> [Requirement 1]:
Under the heading "Inclusion of statutory rape in reporting requirements" in the text on reporting child sexual abuse, list each circumstance in which a report is required.
> [Requirement 2]:
Answer these questions from the text on reporting child sexual abuse:
(a) To which crimes does the definition of abuse make specific reference?
(b) Below what age must a sexually transmitted disease be reported by physicians and registered nurse practitioners?
(c) Under the heading "Mandatory reporters," who is required to make a report?
> [Requirement 3]:
Continue the text on reporting child sexual abuse from its last sentence.

> [Excerpt provided]:
══════════

1. Inclusion of statutory rape in reporting requirements
Mandatory reporters are required to notify the proper authorities if they suspect that a child has been the victim of abuse. The definition of abuse, which include sexual abuse, makes specific reference to the sexual assault crimes listed in the previous section. However, the definition only applies to those cases where the defendant is someone responsible for the child’s welfare or when someone responsible for the child’s welfare allowed the act to be committed. In addition to requiring reports of abuse as defined in the statute, mandated reporters are also required to report suspected abuse if the defendant is less than 18 years of age.
Physicians and registered nurse practitioners are also required to make reports if they determine that someone under 12 years of age has a sexually transmitted disease.
2. Mandatory reporters
Any person with reasonable cause to suspect that a child has been the victim of abuse is required to make a report.

══════════

Collected data
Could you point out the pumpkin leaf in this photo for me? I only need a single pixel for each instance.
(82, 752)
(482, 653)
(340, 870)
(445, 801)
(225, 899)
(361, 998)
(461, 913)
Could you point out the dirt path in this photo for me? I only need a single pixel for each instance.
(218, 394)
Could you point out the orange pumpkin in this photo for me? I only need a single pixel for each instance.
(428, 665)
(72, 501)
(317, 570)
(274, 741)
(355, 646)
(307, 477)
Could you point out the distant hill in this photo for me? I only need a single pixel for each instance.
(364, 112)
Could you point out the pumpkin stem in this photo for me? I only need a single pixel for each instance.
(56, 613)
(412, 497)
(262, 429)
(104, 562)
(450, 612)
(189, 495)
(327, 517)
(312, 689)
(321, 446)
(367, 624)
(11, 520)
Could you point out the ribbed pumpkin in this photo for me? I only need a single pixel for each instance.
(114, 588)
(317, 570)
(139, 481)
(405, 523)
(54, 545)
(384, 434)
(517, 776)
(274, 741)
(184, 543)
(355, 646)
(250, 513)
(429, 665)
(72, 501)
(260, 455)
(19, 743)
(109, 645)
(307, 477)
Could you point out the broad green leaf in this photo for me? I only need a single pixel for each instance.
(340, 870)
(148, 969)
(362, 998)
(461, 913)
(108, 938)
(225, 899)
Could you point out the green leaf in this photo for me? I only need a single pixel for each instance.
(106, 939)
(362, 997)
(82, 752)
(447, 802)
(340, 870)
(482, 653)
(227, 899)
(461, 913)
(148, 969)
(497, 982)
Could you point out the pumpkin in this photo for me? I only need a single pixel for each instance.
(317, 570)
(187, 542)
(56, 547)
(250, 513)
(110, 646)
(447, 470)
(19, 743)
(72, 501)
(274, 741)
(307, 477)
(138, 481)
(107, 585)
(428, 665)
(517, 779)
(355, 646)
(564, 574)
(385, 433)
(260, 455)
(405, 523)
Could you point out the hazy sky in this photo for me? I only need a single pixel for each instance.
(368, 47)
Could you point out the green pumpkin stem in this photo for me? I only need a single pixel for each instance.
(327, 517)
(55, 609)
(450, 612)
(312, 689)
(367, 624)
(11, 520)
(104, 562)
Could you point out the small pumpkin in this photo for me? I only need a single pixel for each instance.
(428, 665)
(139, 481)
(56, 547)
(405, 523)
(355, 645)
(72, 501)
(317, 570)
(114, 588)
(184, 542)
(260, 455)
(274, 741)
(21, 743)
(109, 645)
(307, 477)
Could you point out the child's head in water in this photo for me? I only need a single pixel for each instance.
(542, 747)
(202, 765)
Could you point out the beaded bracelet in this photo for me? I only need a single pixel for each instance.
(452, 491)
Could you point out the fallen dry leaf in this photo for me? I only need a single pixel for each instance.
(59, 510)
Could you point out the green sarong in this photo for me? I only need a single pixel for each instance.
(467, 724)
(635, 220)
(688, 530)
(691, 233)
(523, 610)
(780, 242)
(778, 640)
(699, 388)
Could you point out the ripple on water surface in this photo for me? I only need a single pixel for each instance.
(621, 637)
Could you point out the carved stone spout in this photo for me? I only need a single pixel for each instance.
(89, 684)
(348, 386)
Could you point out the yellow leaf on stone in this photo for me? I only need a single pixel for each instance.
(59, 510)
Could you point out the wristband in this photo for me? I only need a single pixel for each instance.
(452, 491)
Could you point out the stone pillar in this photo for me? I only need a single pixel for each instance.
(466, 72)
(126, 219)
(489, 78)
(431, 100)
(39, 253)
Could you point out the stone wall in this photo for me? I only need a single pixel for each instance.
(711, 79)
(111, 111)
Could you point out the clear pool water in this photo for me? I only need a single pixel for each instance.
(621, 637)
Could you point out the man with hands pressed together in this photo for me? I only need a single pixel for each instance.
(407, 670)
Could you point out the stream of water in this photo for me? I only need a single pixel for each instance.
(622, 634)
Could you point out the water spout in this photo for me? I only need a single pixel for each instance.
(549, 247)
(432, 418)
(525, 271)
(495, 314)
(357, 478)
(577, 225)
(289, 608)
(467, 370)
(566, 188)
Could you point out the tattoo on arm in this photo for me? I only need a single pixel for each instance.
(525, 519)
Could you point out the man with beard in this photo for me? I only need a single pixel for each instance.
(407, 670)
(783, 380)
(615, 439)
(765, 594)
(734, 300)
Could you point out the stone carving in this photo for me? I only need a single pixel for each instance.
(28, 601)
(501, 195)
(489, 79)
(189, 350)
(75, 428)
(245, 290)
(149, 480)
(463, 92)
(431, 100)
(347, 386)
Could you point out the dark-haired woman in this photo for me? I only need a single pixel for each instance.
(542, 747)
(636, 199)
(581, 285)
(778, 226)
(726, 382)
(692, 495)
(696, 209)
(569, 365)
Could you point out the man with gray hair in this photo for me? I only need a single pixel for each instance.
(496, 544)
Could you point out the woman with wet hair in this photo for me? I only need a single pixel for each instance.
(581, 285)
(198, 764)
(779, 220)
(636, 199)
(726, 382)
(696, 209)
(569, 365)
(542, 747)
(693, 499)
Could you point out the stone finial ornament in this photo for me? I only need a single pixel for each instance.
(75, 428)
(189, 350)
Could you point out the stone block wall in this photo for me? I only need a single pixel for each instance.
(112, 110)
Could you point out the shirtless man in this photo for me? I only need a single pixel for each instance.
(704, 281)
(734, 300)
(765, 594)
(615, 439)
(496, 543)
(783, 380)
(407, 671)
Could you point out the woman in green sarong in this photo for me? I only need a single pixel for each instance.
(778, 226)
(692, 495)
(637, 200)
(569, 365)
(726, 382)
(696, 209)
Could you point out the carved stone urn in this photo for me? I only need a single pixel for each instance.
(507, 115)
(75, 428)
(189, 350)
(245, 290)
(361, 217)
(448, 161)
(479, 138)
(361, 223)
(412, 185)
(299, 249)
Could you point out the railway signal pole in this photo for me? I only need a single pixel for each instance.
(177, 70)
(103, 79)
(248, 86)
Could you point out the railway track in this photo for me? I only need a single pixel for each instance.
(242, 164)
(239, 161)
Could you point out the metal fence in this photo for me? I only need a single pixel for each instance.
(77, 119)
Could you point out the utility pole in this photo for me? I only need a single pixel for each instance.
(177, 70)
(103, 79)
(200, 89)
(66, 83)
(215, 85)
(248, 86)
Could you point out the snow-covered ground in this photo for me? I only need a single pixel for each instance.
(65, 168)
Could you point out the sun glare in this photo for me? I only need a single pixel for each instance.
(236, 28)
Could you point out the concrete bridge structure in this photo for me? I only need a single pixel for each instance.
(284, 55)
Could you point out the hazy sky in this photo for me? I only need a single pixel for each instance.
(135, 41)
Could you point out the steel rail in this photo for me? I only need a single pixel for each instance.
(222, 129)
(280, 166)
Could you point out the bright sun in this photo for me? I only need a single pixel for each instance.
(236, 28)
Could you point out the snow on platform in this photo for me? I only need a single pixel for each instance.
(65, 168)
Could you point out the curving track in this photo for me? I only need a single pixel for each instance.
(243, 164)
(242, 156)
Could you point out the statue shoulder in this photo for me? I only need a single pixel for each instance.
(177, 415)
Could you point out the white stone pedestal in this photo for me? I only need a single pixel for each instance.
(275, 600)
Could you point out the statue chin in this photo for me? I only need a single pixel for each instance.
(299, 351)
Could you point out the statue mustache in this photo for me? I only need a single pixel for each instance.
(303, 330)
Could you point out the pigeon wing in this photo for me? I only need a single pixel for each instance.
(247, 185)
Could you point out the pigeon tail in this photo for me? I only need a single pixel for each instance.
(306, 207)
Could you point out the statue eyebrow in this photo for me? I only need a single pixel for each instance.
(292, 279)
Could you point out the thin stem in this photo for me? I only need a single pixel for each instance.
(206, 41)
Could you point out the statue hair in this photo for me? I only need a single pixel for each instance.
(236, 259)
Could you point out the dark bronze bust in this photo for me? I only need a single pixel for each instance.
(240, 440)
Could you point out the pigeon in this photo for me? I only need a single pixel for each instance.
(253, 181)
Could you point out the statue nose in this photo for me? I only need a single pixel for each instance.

══════════

> [Answer space 1]:
- The suspected abuse was committed by someone responsible for the child's welfare.
- Someone responsible for the child's welfare allowed the act to be committed.
- The defendant in the suspected abuse is less than 18 years of age.
- A physician or registered nurse practitioner determines that someone under 12 years of age has a sexually transmitted disease.

> [Answer space 2]:
(a) The sexual assault crimes listed in the previous section.
(b) 12 years of age.
(c) Any person with reasonable cause to suspect that a child has been the victim of abuse.

> [Answer space 3]:
3. Who to report to
The Department of Children, Youth, and Families is required to maintain a toll-free hotline to receive reports of abuse at all times. Mandated reporters are required to notify the Department, through the hotline or otherwise, within 24 hours of encountering a case of suspected of child abuse. Physicians and registered nurse practitioners must make immediate oral reports—followed by a written report—to both the Department and a law enforcement agency.
4. State response
The Department of Children, Youth, and Families has the primary responsibility for investigating reports of child abuse. If it becomes apparent that the child was a victim of a sexual offense, the Department is required to immediately inform law enforcement. Law enforcement must then continue the investigation and inform the Department or family court of its findings. If the law enforcement agency believes that a crime was committed, it must also report its findings to the Department of the Attorney General.